▸ Objective
Recast the rows, from the first line through the line that contains "[(127, 216)]", as a Markdown table with the columns Number and Line, numbering each line and leaving out any blank ones.

------------------------------------------------------------------------

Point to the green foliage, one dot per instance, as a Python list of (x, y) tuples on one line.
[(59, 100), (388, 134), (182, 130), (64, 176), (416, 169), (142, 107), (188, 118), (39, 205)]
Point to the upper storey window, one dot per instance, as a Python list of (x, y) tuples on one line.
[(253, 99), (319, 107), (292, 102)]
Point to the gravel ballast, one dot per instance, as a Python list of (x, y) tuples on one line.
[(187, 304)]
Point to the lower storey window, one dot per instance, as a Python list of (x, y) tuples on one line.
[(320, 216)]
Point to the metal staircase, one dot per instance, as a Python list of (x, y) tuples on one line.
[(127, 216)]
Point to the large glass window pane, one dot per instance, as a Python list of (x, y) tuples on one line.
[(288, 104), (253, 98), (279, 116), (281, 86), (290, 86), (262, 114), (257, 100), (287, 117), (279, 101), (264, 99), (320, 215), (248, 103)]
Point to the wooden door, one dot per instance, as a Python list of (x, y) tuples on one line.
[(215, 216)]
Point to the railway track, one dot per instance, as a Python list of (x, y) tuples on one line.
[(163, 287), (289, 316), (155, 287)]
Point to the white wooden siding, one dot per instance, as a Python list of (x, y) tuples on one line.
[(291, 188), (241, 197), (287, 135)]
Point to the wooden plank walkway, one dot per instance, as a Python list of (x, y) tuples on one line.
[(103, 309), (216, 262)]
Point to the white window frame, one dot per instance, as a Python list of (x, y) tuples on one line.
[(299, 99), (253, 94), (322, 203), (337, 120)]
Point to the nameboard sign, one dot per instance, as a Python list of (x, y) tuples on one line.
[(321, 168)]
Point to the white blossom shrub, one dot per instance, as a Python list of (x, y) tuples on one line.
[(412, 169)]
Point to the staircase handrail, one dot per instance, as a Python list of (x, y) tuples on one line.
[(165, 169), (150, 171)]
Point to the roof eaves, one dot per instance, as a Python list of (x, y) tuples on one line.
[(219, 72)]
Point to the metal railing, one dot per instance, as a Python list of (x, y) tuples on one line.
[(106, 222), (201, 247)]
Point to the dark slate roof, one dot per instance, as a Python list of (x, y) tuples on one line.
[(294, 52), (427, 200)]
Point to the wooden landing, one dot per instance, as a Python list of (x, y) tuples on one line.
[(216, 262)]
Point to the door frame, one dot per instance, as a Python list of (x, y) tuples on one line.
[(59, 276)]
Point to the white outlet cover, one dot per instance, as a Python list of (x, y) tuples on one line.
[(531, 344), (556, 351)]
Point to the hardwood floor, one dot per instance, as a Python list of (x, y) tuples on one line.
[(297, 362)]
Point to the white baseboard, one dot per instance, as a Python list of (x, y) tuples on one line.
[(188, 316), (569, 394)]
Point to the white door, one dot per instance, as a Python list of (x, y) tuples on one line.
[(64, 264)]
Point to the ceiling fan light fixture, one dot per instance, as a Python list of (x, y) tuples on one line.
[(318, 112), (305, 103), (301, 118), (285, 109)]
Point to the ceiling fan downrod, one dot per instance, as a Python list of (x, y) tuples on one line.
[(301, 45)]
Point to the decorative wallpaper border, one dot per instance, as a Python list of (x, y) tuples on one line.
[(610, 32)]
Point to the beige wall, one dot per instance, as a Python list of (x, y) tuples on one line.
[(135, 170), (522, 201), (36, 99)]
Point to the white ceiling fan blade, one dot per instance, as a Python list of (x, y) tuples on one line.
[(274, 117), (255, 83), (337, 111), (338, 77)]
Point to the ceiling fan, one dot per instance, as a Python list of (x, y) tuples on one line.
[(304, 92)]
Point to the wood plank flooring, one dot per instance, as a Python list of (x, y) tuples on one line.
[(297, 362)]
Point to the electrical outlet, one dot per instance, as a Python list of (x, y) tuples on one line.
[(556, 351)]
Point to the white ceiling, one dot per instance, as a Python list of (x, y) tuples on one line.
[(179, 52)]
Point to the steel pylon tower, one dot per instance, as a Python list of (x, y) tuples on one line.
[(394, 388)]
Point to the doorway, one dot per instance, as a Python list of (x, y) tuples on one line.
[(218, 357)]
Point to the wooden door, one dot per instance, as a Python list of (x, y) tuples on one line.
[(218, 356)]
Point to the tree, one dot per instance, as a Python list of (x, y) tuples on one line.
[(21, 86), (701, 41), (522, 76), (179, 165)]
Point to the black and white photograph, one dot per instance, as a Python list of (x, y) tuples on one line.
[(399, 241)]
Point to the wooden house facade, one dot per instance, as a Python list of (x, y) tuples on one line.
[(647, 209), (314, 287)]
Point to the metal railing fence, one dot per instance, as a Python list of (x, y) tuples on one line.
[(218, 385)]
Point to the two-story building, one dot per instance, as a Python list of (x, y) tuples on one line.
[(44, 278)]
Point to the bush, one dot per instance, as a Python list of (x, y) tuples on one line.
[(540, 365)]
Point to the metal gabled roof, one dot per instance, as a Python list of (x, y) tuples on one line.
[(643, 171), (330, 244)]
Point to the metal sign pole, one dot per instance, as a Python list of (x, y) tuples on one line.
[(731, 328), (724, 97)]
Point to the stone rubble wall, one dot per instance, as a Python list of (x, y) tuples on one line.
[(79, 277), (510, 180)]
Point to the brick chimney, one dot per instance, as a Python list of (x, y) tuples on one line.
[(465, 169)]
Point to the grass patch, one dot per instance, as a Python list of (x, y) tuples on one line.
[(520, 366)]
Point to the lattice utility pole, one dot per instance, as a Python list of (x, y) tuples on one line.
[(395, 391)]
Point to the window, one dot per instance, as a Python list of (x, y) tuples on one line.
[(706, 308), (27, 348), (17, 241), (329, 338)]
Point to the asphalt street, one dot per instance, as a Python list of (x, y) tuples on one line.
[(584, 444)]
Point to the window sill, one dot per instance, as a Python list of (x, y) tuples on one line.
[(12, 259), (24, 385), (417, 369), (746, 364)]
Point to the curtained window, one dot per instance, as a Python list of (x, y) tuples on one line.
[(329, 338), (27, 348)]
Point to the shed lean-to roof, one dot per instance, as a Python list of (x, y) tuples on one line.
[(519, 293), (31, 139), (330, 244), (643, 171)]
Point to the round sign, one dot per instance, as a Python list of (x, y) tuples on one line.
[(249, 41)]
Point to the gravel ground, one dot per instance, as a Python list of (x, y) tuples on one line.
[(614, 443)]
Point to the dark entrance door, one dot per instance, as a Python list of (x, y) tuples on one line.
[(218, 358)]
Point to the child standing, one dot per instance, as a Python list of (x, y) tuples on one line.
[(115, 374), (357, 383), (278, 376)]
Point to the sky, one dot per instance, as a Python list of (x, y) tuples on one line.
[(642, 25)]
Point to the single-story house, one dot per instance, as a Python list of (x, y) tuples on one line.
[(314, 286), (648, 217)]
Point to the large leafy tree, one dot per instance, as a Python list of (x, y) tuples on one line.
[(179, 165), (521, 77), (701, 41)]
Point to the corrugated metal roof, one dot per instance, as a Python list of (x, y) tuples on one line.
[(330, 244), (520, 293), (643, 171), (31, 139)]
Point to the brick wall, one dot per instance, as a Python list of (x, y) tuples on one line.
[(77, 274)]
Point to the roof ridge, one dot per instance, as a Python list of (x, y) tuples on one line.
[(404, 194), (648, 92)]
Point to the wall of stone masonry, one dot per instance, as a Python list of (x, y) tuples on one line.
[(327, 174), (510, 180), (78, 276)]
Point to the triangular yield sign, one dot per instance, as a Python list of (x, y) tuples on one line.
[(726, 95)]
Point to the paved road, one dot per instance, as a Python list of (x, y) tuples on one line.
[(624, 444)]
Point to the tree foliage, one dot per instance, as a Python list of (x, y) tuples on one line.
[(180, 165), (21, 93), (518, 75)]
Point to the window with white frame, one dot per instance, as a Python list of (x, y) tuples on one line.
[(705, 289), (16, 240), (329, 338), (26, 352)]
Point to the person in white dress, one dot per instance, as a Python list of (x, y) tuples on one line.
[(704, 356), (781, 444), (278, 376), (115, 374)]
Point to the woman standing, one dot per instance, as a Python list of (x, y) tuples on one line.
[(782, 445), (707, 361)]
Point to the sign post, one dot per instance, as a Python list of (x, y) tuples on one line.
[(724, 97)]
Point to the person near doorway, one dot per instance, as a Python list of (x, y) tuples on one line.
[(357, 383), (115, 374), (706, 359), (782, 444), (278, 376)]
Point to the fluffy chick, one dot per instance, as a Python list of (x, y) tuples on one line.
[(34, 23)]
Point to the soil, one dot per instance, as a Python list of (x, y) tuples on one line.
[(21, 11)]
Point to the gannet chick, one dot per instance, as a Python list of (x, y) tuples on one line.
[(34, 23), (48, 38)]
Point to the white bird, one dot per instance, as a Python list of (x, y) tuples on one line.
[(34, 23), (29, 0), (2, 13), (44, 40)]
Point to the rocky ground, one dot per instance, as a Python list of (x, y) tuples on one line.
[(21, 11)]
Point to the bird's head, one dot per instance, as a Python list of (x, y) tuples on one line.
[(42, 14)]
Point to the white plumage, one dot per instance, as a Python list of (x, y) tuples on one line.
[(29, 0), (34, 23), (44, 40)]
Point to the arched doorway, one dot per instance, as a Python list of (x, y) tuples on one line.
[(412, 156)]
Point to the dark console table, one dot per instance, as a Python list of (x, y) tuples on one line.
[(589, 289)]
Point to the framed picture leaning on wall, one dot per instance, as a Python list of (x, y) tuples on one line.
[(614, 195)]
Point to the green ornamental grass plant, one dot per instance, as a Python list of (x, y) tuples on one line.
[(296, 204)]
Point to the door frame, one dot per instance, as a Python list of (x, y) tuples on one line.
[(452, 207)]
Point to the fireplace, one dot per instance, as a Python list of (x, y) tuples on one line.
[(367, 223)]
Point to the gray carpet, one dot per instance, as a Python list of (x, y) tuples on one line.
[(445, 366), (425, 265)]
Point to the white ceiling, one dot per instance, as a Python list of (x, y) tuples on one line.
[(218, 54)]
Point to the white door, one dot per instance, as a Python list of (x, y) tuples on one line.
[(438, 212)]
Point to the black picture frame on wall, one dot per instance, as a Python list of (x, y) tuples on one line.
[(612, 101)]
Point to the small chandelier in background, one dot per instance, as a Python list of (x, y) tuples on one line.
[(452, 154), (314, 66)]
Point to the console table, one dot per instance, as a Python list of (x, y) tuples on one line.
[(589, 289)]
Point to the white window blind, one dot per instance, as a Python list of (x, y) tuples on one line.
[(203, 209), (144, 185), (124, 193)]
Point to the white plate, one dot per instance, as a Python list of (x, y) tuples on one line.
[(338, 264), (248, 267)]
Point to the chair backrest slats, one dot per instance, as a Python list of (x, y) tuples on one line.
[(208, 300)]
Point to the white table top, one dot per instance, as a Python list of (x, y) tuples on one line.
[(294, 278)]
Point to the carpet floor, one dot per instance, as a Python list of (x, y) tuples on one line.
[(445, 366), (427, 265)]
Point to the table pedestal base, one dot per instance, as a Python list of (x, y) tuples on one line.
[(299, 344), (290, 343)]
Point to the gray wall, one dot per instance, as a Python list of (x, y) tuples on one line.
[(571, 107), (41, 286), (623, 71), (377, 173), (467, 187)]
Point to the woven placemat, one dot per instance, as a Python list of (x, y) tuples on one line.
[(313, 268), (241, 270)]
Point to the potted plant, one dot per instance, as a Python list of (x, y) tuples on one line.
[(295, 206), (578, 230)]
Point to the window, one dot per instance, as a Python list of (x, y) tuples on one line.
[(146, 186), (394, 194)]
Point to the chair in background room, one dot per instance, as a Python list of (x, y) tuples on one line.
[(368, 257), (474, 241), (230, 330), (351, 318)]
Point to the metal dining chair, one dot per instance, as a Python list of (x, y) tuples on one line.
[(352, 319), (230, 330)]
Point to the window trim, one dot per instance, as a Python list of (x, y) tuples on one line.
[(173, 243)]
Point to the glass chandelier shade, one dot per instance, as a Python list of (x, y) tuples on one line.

------------------------------------------------------------------------

▸ Exercise solution
| Number | Line |
|---|---|
| 1 | Point to the green foliage, one dot per instance, as a Python list of (x, y) tuples on one line. |
| 2 | [(59, 100), (388, 134), (182, 130), (64, 176), (416, 169), (142, 107), (188, 118), (39, 205)] |
| 3 | Point to the upper storey window, one dot per instance, as a Python list of (x, y) tuples on one line. |
| 4 | [(253, 99), (319, 107), (292, 102)] |
| 5 | Point to the gravel ballast, one dot per instance, as a Python list of (x, y) tuples on one line. |
| 6 | [(187, 304)] |
| 7 | Point to the lower storey window, one dot per instance, as a Python list of (x, y) tuples on one line. |
| 8 | [(320, 216)] |
| 9 | Point to the metal staircase, one dot per instance, as a Python list of (x, y) tuples on one line. |
| 10 | [(127, 216)] |